◆ Stored dataset items:
*-*-*
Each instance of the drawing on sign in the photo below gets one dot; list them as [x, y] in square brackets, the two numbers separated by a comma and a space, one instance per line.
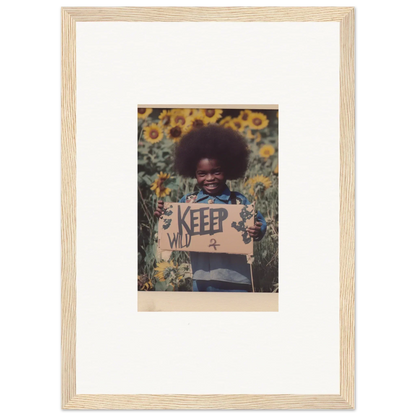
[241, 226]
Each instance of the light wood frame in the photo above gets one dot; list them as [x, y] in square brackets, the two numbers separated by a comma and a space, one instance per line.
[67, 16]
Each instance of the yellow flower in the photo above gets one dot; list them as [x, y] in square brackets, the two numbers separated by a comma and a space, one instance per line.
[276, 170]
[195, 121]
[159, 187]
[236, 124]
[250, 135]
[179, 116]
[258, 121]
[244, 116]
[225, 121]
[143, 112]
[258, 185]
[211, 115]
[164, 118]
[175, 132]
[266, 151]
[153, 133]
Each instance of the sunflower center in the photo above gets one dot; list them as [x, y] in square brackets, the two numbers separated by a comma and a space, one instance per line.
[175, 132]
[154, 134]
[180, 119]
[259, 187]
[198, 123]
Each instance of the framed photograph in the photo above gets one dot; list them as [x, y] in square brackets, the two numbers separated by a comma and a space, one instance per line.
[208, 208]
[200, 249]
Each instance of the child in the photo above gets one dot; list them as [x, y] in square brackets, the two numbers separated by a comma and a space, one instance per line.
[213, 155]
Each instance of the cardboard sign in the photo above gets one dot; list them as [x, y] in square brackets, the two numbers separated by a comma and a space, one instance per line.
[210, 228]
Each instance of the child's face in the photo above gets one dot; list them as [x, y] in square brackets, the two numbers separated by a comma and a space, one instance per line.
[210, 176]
*-*-*
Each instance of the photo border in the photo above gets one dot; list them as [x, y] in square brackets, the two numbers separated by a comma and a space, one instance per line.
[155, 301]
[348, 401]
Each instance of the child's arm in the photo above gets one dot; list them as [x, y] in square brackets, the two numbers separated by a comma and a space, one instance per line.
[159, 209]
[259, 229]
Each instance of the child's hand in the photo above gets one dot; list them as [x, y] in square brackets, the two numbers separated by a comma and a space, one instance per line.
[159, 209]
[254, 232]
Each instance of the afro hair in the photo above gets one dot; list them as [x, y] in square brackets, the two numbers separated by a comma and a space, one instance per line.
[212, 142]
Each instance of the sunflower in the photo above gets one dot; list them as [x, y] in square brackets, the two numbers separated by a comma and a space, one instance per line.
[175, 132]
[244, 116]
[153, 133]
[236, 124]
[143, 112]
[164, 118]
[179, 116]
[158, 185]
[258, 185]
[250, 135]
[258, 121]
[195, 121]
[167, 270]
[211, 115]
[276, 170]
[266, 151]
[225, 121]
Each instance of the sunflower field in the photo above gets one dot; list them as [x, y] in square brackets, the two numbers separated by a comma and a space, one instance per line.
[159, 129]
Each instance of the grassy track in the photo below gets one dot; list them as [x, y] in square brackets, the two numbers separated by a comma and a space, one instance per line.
*-*-*
◆ What the exercise asks:
Extract every line above that contains the word "below", matching case exactly.

◆ Response to the task:
Each instance of the drawing on sign in the photo below gets one dot; list them as [x, y] in square brackets, the two numbers separated by a comma and a space, one instance per line.
Each instance of the grassy track in the photo below gets one dot; list them as [x, y] in square brackets, the two numbers separated by a comma and a space, one instance per line.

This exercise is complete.